Auteur(e) : Camille et Sonny

Publié le 17 avril 2023

ノート / #1 / PROJET NOOTO.

03/04, 18:10 (GMT+1)

Un carnet, un cahier, un bloc-note aussi, un brouillon surtout.
Un voyage au Japon avec 4 + 1 yeux, 4 + 2 oreilles et 10 x 15 m à parcourir.
Mettre le regard en question ; des images préexistantes contre celles que nous n’imaginons pas, et avec celles qui manquent déjà. Tourner des images en Super 8 comme on voyage. Une machine sait-elle qu’elle voyage ?

 

ノート / #2 / DÉPART.

13/04, 18:30 (GMT+9)

 

ノート / #3 / CONTRE-JOUR.

16/04, 14:20 (GMT+7)

Tokyo. Après une journée pluvieuse à Asakusa, le regard est aspiré par ce qui brille et se reflète. A proximité, dans l’une des arcades qui canalisent le jour le mouvement des touristes, on peut entendre contre ce qui s’exhibe le bruissement des cartons qui forment pour la nuit la demeure de ceux qui n’en ont pas. A la même heure, aux abords de l’auberge, le quartier Taito résonne des fracas du charriot que le vagabond remplit des canettes qui attendent devant les commerces le ramassage des ordures. Sa géographie n’est pas la nôtre. Evitant soigneusement l’éclairage nocturne des artères principales, il sait peut-être mieux que quiconque l’emplacement des bars et des restaurants, mais pour de tout autre raisons.

 

ノート / #4 / SAGI SUR LE SEUIL.

24/04, 11:25 (GMT+7)

**Consigne:** Pouvez-vous recopier à l'identique le passage du carnet de voyage compris entre « Un voyage au » et « #3 / CONTRE-JOUR. », ces deux bornes incluses ? Les enregistrements placés plus bas ne sont d'aucune utilité ici.

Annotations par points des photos
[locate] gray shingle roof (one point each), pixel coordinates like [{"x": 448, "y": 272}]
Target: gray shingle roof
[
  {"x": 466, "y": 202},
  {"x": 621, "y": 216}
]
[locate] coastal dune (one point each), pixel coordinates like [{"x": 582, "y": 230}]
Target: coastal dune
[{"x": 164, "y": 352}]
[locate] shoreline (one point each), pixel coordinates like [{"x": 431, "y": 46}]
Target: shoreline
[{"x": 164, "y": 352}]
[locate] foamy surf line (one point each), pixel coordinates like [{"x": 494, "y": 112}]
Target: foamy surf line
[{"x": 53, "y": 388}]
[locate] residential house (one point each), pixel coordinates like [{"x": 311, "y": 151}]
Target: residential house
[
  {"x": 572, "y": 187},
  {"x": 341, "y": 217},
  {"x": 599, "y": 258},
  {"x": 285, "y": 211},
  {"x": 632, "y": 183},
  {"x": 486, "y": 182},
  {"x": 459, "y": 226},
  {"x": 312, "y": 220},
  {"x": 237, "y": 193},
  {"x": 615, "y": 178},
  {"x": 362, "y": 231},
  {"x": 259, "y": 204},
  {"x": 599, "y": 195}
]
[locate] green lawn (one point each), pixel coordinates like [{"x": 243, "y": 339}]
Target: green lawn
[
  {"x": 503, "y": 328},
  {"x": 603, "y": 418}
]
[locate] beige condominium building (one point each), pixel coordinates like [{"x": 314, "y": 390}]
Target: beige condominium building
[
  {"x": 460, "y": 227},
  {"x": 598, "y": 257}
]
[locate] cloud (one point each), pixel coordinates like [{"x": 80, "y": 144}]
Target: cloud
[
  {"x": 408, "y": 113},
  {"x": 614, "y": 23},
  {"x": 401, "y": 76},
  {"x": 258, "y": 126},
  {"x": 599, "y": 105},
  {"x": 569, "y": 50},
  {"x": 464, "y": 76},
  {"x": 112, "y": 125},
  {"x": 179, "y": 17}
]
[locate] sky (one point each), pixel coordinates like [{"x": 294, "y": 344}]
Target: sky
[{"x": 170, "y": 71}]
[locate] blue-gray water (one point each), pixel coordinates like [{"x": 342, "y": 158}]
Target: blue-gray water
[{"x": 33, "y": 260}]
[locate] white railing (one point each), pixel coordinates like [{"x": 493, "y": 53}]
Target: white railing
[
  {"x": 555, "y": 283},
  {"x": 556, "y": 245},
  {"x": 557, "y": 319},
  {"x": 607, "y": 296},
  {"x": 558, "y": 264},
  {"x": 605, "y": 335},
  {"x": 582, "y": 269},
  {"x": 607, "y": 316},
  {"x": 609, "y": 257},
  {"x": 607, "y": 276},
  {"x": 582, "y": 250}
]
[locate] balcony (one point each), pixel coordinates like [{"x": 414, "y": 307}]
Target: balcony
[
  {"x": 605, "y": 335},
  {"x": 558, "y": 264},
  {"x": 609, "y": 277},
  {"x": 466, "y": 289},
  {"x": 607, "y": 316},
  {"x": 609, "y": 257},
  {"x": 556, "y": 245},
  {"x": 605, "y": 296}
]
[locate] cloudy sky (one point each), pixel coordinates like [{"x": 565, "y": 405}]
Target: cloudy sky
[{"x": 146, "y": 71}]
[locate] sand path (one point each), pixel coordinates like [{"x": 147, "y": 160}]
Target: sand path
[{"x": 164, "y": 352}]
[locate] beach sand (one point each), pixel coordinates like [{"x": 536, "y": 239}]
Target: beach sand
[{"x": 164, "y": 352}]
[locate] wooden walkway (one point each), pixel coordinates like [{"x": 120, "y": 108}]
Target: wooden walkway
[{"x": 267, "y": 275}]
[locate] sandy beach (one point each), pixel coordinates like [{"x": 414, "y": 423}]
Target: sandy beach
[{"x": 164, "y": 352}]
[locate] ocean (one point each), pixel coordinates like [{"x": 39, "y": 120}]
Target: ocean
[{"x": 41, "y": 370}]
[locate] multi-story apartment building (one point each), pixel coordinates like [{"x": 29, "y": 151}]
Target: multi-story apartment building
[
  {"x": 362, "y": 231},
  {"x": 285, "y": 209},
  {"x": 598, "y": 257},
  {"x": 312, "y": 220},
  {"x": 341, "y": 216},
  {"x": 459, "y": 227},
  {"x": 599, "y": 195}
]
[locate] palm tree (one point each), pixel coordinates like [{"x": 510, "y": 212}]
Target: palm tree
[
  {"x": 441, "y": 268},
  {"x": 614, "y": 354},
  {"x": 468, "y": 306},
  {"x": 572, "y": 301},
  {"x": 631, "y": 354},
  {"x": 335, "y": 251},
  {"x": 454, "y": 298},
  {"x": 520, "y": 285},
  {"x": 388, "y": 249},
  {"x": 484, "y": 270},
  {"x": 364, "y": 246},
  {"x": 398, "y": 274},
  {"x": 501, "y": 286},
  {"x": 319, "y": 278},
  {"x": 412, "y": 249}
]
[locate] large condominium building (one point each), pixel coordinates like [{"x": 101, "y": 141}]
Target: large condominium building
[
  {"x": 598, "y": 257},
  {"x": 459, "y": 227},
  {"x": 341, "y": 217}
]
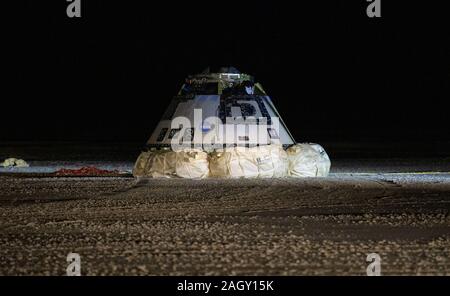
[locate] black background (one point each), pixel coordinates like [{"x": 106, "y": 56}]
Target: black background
[{"x": 333, "y": 73}]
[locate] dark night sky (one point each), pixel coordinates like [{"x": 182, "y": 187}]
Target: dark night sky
[{"x": 332, "y": 72}]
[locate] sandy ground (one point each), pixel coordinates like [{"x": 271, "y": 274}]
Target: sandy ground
[{"x": 326, "y": 226}]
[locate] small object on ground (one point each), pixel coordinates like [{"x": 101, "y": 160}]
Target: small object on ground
[
  {"x": 14, "y": 162},
  {"x": 85, "y": 171}
]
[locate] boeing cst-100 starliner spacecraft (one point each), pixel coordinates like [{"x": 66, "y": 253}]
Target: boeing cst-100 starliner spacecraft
[{"x": 222, "y": 124}]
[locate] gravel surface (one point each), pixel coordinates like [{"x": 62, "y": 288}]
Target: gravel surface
[{"x": 325, "y": 226}]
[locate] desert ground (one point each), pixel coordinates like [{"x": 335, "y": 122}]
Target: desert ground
[{"x": 397, "y": 208}]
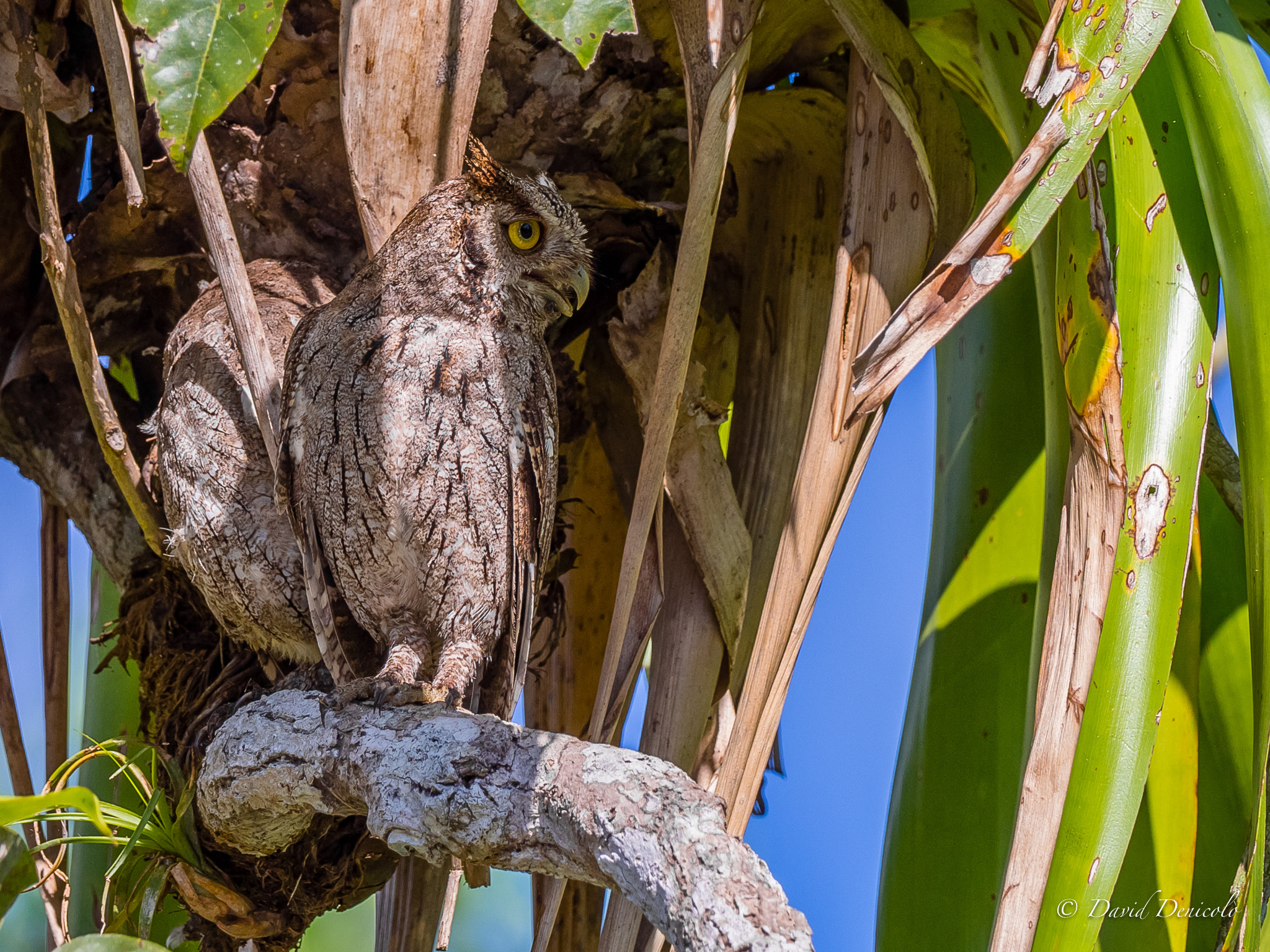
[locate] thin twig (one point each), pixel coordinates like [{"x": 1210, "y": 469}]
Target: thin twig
[
  {"x": 55, "y": 625},
  {"x": 11, "y": 729},
  {"x": 63, "y": 277},
  {"x": 55, "y": 638},
  {"x": 447, "y": 907},
  {"x": 113, "y": 43}
]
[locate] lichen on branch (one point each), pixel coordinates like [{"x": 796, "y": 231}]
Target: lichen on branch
[{"x": 438, "y": 783}]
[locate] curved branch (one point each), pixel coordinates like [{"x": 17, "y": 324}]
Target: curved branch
[{"x": 436, "y": 782}]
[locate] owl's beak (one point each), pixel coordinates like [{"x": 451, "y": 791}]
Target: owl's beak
[
  {"x": 577, "y": 286},
  {"x": 580, "y": 283}
]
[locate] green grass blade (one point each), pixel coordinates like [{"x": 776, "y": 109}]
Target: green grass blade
[
  {"x": 961, "y": 758},
  {"x": 17, "y": 868},
  {"x": 78, "y": 799},
  {"x": 1228, "y": 157},
  {"x": 138, "y": 833}
]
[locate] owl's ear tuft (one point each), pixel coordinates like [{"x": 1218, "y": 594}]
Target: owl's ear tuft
[{"x": 481, "y": 164}]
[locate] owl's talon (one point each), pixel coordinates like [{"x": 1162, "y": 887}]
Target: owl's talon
[{"x": 386, "y": 692}]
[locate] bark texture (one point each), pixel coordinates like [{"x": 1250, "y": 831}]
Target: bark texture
[{"x": 435, "y": 782}]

**Tâche réalisée:**
Un voyage au Japon avec 4 + 1 yeux, 4 + 2 oreilles et 10 x 15 m à parcourir.
Mettre le regard en question ; des images préexistantes contre celles que nous n’imaginons pas, et avec celles qui manquent déjà. Tourner des images en Super 8 comme on voyage. Une machine sait-elle qu’elle voyage ?

 

ノート / #2 / DÉPART.

13/04, 18:30 (GMT+9)

 

ノート / #3 / CONTRE-JOUR.